◆ **What the task requires**:
Among the entries below, how many lines have the word "rough"? Answer only with the number.

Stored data
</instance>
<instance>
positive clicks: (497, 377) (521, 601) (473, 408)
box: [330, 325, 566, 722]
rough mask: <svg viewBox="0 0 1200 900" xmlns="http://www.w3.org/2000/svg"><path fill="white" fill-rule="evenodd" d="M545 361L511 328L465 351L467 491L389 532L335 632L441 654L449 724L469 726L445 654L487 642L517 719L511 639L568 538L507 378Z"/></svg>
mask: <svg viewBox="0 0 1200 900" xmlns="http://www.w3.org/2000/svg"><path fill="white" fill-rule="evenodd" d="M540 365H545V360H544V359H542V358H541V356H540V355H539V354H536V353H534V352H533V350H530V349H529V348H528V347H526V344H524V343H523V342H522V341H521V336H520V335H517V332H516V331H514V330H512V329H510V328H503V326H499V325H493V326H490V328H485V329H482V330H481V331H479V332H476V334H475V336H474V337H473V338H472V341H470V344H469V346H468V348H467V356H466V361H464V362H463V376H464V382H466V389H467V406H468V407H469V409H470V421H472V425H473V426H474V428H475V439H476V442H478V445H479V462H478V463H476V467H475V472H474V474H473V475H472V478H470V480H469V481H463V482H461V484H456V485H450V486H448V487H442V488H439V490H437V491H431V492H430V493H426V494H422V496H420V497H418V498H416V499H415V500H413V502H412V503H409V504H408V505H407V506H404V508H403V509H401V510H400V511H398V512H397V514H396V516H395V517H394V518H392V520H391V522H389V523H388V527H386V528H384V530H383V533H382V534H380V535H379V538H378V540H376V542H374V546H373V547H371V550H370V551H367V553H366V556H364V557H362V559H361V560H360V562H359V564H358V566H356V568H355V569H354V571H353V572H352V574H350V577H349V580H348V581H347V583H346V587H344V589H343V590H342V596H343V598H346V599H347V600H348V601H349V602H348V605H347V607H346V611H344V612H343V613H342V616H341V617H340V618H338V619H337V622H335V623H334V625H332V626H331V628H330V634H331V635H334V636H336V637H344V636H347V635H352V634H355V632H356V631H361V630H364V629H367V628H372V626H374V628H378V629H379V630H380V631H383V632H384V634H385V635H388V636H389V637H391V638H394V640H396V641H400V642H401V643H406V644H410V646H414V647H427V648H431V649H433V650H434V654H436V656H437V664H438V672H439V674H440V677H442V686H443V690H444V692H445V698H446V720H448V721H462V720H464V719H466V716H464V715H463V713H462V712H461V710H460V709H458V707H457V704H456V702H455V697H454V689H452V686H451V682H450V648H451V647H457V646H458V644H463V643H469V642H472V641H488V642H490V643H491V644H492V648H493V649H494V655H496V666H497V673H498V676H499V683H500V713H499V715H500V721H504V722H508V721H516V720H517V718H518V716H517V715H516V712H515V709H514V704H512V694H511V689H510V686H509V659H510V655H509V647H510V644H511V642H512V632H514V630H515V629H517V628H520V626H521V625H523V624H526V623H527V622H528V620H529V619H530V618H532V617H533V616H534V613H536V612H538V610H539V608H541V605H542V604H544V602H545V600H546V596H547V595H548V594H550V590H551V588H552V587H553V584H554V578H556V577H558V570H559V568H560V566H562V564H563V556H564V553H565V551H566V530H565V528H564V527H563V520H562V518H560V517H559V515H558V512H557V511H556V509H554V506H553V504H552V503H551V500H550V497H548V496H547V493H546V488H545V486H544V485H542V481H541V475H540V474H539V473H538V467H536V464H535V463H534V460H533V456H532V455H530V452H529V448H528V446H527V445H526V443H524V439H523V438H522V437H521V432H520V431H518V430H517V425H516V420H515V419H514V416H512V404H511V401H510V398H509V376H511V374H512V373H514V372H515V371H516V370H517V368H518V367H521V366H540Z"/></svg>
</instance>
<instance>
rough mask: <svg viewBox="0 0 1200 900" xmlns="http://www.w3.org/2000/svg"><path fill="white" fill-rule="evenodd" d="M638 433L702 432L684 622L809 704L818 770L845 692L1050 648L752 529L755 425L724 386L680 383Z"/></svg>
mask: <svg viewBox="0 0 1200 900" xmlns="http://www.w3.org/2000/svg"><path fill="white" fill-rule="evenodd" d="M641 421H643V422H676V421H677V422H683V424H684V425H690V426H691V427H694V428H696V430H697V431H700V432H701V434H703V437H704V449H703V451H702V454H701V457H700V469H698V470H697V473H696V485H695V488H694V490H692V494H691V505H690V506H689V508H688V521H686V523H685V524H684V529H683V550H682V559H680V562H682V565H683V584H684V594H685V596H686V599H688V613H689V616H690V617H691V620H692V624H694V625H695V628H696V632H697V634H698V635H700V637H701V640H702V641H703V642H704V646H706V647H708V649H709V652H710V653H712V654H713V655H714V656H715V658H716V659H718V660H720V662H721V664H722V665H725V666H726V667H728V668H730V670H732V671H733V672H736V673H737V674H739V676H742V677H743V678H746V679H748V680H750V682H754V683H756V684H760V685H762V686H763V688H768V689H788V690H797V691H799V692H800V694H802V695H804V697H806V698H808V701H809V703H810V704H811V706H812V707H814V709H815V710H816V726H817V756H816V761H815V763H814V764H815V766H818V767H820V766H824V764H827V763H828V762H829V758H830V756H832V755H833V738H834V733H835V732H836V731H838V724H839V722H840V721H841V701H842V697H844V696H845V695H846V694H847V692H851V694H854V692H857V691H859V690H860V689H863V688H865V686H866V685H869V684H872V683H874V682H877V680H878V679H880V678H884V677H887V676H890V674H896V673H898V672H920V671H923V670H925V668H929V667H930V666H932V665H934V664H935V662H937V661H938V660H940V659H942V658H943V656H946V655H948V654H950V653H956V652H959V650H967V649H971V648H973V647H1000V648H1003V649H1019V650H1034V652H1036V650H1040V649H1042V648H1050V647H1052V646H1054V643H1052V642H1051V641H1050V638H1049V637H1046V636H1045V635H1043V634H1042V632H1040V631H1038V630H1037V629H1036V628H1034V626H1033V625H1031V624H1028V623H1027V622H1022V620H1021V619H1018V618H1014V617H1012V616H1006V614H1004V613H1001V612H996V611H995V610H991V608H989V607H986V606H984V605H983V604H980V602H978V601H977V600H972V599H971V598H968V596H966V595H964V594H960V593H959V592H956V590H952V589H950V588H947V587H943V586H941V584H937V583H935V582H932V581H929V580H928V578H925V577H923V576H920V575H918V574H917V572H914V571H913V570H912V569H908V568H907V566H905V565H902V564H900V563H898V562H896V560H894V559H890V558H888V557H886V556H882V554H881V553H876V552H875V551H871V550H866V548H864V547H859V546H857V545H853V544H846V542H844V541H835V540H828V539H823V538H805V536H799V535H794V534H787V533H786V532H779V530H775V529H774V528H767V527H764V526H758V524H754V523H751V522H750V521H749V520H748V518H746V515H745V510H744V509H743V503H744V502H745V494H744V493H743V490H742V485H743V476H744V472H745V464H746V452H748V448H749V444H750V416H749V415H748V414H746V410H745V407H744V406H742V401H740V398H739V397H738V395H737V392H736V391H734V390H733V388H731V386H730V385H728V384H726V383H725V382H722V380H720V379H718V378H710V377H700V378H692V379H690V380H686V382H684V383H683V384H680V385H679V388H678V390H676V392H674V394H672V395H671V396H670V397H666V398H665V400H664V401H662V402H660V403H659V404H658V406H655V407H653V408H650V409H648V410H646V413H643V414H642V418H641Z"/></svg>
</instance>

◆ **Written solution**:
2